**What you need to do**. Repeat exactly, and only, the lines from the line containing "the white sign" through the last line of the records below, including both.
╭─ Exercise input
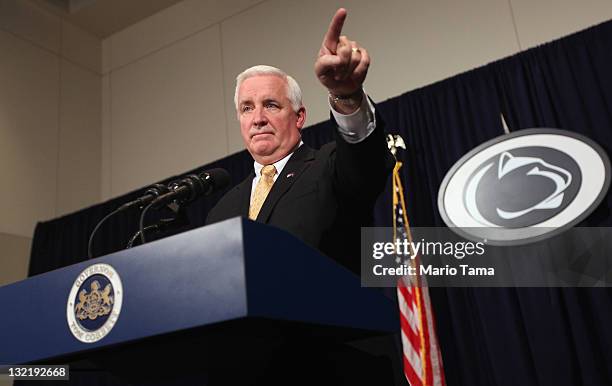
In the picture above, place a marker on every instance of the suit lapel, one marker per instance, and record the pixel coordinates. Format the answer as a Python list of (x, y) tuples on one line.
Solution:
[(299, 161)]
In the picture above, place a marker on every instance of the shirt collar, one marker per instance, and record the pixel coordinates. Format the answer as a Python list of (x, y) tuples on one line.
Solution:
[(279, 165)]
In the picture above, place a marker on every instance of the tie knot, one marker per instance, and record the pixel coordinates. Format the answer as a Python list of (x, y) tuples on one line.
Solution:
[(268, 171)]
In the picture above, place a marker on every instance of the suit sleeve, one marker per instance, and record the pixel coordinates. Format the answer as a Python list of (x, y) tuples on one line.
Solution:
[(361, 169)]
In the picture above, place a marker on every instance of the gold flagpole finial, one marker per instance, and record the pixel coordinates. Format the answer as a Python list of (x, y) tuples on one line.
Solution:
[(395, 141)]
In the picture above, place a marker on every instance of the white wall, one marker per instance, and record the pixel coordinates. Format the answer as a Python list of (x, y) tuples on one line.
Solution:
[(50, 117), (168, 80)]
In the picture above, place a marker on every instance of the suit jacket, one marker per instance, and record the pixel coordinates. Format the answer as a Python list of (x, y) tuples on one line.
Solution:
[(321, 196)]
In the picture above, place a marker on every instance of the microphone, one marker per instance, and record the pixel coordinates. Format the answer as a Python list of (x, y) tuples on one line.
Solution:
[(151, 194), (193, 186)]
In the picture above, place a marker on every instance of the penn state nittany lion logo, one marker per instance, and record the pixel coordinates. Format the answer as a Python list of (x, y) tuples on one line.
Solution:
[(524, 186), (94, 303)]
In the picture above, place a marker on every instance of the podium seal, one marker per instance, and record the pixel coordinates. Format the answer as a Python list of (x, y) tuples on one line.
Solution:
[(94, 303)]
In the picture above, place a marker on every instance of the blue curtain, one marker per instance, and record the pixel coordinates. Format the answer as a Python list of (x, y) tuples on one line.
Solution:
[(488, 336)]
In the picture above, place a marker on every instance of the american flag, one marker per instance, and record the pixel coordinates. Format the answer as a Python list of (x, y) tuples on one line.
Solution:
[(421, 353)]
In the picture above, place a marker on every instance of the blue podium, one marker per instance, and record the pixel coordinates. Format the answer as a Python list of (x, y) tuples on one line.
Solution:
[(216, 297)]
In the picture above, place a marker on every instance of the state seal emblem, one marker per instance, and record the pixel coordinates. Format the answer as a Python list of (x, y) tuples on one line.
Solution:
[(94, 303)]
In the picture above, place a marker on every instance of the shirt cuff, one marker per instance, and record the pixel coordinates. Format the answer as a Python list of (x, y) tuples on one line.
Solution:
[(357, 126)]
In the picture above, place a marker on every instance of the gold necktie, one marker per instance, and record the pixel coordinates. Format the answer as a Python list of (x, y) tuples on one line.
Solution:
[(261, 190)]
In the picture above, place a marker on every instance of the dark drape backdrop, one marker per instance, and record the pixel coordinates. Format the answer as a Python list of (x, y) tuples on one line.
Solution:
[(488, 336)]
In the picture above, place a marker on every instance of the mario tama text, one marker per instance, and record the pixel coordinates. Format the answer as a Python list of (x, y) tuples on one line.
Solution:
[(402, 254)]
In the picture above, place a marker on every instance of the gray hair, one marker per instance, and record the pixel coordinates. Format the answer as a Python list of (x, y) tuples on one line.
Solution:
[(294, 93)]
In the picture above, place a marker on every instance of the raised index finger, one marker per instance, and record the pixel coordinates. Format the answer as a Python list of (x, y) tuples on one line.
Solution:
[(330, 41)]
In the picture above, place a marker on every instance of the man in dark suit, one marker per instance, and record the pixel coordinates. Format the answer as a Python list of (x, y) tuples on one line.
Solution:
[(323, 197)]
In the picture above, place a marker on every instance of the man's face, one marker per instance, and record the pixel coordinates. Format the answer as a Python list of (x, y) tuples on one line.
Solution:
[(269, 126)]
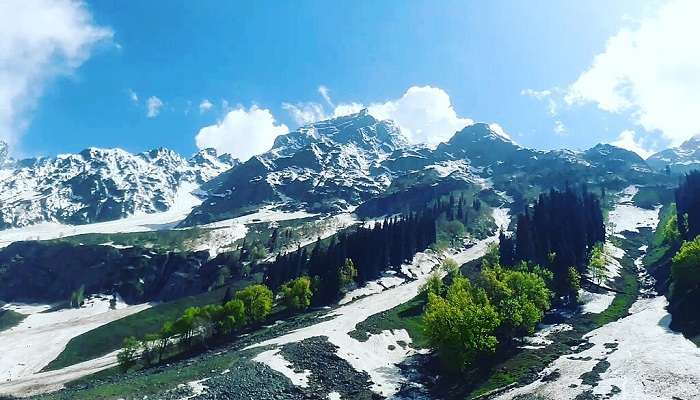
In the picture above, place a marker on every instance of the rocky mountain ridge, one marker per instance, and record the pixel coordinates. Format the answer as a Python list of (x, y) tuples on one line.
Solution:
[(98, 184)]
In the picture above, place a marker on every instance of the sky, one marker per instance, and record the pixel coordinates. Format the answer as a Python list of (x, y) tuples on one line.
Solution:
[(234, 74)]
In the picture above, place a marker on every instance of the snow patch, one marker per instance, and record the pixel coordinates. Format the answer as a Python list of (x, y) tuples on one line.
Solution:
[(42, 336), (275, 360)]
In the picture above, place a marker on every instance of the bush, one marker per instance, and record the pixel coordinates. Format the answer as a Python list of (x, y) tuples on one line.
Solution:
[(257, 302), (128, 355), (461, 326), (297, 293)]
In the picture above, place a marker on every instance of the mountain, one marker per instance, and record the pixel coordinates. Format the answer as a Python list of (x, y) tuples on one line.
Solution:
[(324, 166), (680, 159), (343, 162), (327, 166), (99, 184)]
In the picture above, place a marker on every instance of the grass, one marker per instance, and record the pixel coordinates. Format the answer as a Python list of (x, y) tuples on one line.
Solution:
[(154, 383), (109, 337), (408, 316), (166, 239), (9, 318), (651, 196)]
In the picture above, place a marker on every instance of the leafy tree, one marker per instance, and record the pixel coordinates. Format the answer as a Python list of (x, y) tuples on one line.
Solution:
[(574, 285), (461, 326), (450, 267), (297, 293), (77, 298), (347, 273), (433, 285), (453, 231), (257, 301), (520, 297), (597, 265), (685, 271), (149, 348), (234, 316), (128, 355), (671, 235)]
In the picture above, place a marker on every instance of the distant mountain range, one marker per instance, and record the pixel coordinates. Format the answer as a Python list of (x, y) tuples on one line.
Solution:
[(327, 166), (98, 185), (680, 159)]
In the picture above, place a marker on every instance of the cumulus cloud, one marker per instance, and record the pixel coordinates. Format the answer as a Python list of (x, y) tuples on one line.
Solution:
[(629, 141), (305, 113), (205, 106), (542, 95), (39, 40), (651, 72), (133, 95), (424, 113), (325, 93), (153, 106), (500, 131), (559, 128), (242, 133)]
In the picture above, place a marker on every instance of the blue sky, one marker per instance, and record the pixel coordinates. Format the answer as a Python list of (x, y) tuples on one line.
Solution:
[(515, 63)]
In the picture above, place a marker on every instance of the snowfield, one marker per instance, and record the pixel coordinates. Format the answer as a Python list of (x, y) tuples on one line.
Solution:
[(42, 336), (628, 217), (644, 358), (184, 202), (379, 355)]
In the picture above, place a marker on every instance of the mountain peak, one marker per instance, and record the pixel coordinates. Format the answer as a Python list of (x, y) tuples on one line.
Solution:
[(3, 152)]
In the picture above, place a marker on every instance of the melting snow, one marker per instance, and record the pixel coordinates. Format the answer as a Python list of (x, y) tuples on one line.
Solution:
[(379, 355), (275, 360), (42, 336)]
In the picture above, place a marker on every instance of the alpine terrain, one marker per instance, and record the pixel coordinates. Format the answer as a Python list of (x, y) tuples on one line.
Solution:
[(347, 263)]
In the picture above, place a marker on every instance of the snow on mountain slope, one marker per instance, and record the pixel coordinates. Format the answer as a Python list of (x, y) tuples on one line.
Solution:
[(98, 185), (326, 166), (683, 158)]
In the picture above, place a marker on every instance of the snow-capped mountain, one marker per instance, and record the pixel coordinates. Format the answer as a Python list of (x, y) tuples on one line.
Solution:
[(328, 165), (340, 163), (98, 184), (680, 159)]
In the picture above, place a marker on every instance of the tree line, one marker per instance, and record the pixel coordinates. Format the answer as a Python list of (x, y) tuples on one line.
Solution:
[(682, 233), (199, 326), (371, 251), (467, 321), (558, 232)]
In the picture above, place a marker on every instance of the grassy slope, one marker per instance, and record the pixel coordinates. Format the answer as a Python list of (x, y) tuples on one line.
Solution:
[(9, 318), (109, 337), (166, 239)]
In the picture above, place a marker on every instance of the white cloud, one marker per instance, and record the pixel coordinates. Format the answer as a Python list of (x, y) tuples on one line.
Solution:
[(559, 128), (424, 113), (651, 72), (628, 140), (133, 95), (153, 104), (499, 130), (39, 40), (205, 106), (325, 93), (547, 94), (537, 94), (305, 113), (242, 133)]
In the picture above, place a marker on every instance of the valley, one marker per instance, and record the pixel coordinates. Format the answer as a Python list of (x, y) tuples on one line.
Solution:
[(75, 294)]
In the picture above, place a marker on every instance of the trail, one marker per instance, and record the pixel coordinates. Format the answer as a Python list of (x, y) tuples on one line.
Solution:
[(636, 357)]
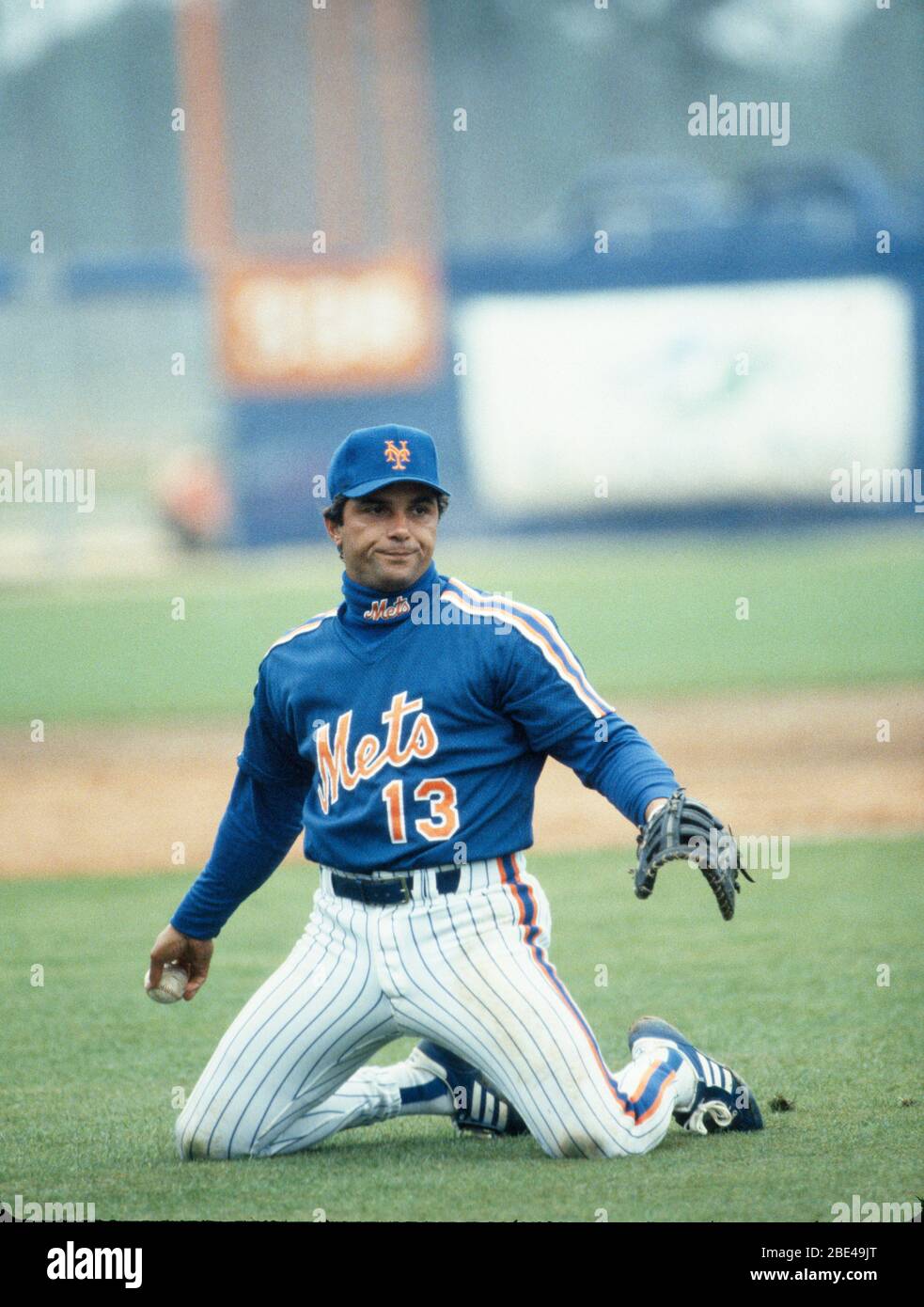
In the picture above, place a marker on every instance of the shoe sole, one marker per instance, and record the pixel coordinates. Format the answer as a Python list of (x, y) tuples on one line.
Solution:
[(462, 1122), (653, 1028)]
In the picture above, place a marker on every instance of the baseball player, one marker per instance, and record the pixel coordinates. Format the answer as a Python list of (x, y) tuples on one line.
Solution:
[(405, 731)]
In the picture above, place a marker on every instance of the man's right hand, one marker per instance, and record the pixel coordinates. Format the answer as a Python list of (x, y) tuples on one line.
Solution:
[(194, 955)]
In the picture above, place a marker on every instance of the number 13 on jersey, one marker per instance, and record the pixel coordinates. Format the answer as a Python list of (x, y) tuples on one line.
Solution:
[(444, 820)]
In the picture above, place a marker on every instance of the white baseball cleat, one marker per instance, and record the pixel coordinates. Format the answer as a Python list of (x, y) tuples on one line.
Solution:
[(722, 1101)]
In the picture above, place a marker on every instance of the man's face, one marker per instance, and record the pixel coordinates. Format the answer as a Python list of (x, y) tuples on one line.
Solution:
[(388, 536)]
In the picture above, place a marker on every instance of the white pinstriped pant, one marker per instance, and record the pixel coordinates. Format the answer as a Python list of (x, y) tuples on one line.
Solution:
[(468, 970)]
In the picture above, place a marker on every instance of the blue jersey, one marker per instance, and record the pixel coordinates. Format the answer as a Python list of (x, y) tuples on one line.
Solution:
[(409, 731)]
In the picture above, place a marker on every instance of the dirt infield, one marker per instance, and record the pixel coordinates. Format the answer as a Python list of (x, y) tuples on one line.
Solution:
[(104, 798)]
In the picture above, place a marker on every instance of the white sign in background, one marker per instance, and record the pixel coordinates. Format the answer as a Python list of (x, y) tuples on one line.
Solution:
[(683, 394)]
╰─
**Answer section**.
In the picture above, place a marker on every instance of the white sign in background, one marker per instance, and record the pixel coordinates. Format the answer as a Python list of (x, y) tuples on one line.
Solution:
[(683, 394)]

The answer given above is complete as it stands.